### À FAIRE
a - Répondez aux questions suivantes à partir de l'éditorial sur la Côte d'Ivoire :
(i) À partir de quand Alassane Ouattara prit-il le contrôle de l'État ?
(ii) Quelles localités la route stoppée en 1999 devait-elle relier ?
(iii) Quel événement de 2004 l'éditorial mentionne-t-il ?
b - Rédigez la suite de l'éditorial sur la Côte d'Ivoire en enchaînant sur sa dernière phrase.

### TEXTE À LIRE
━━━━

Côte-d’Ivoire: Venance Konan au secours du régime

blank

 

Venance Konan “Comment un pays se détruit tout seul”

Alassane Ouattara prit le contrôle de l’État à partir d’avril 2011, à l’issue de la guerre contre les forces loyales à M. Laurent Gbagbo. Bon nombre des jeunes gens qui manifestent ces temps-ci (…) ont joué un rôle magnifique dans cette histoire…

Éditorial : Comment un pays se détruit tout seul

Faudra-t-il donc que nous nous résolvions à voir, à intervalles réguliers, des groupes sociaux descendre dans les rues, et exiger avec les armes dont ils disposent, des augmentations de salaire ou des primes ? tout semble indiquer que nous sommes bien embarqués sur cette voie.

Et qu’espérons-nous obtenir au bout du compte ? La satisfaction de toutes nos revendications ? Mais non ! Nous obtiendrons seulement la destruction de notre pays, ni plus, ni moins. Et, à la clé, la perte de tous nos avantages. Rafraichissons la mémoire de nos jeunes frères qui usent en ce moment de leurs armes pour exercer un chantage sur le gouvernement.

En 1999, il y eut un coup d’état et des groupes de soldats utilisèrent leurs armes pour obtenir tout ce qu’ils voulaient. Ce fut le temps de la terreur. Dans le même temps, la Côte d’Ivoire qui connaissait déjà à cette époque une très forte croissance et prévoyait de réaliser de grands travaux afin d’améliorer le sort des populations, dut revoir toutes ses ambitions à la baisse, et abandonner même certaines réalisations. Il y a par exemple une route qui devait relier Daoukro à Apprompronou, entre Agnibilékrou et Abengourou, faisant gagner des dizaines de kilomètres et un temps très précieux aux voyageurs.

Cette route a été stoppée en 1999 et n’a jamais été achevée. A partir de cette irruption des militaires sur la scène politique, la vie ivoirienne a toujours été agitée, jusqu’en 2011. Il y eut 2000, avec l’élection présidentielle que quelqu’un qualifia de calamiteuse, 2001, avec les législatives dans le sang et ce qu’on appela le « complot de Mercédès noire », la rébellion de 2002, l’attaque de Bouaké de 2004 suivie de notre guerre avec la France, notre crise post-électorale avec ses milliers de morts, et ainsi de suite, jusqu’à la chute de Gbagbo.

━━━━

### MATÉRIEL
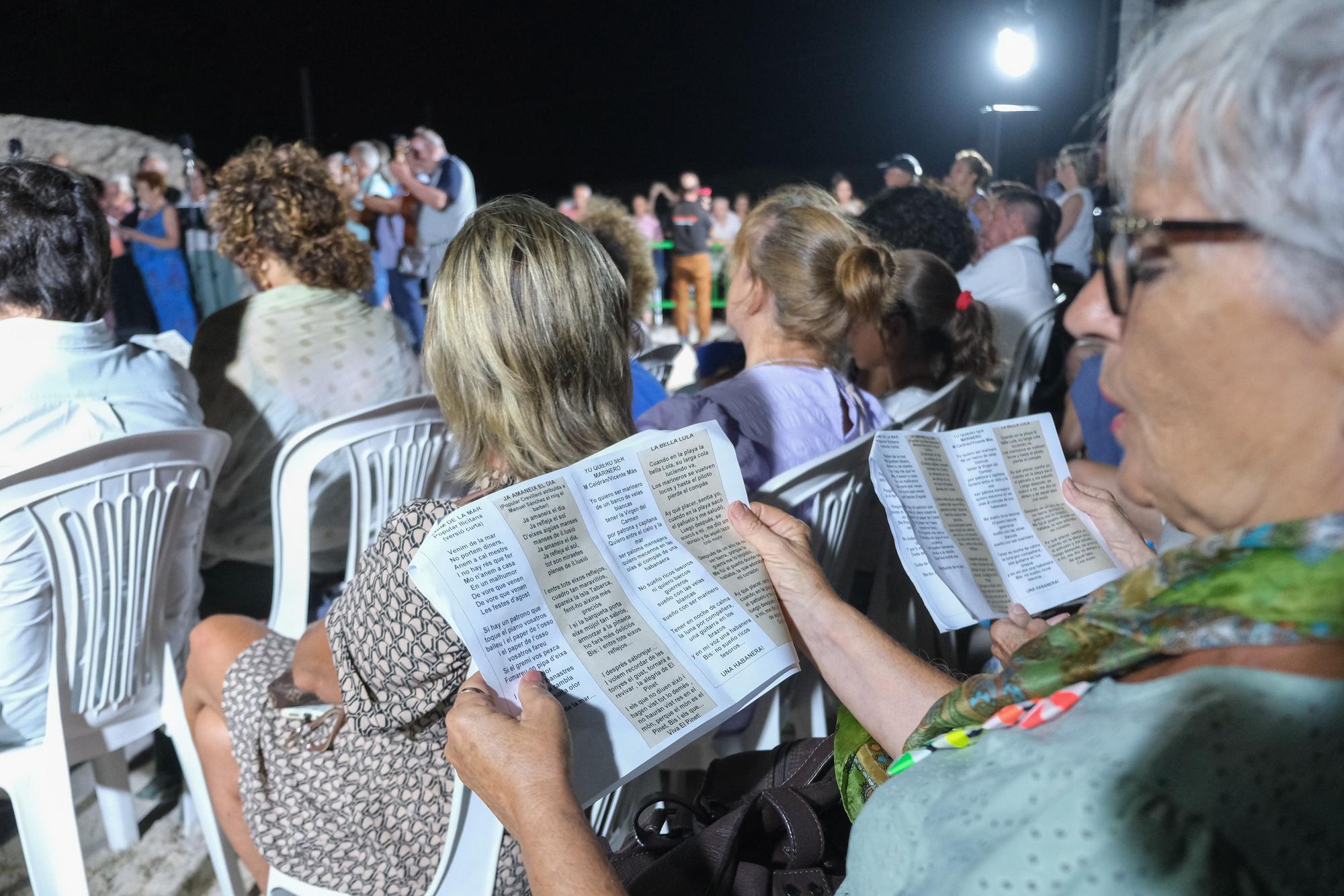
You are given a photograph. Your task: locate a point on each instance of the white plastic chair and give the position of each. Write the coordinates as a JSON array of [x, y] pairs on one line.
[[1025, 370], [659, 361], [110, 519], [394, 453], [841, 494]]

━━━━

### CORRIGÉ DE L'EXERCICE
a -
(i) À partir d'avril 2011, à l'issue de la guerre contre les forces loyales à Laurent Gbagbo.
(ii) Daoukro et Apprompronou, entre Agnibilékrou et Abengourou.
(iii) L'attaque de Bouaké, suivie de la guerre avec la France.

b -
La croissance économique de notre pays était alors proche de zéro, c’est-à-dire que nous ne produisions plus de richesses, pendant que toutes nos routes, nos écoles, nos centres de santé se dégradaient à vue d’oeil, que nous vivions au milieu des ordures, que les salaires stagnaient, que le nord du pays était totalement abandonné, que tout le monde nous fuyait et que l’électricité commençait à se faire rare. Ne parlons pas des droits humains qui étaient quotidiennement bafoués, des moeurs complètement dépravés et du taux de chômage qui atteignait des sommets. C’est à partir de ce moment que de nombreux jeunes Ivoiriens choisirent de fuir le pays et commencèrent à mourir en masse dans la Méditerranée.

M. Alassane Ouattara prit le contrôle de l’Etat à partir d’avril 2011, à l’issue de la guerre contre les forces loyales à M. Laurent Gbagbo. Bon nombre des jeunes gens qui manifestent ces temps-ci pour réclamer de l’argent ont joué un rôle magnifique dans cette histoire, et la grande Histoire ne pourra jamais les oublier. Prendre le contrôle du pays et le remettre en marche ne fut pas chose facile. Il y eut de nombreux indisciplinés parmi ceux qui avaient libéré le pays. Il y eut beaucoup de haine et des tentatives de déstabilisation de la part de fanatiques de l’ancien pouvoir. Et pendant plus d’une année, le pays vécut au rythme des attaques de casernes, de commissariats, de populations vivant à la frontière, etc.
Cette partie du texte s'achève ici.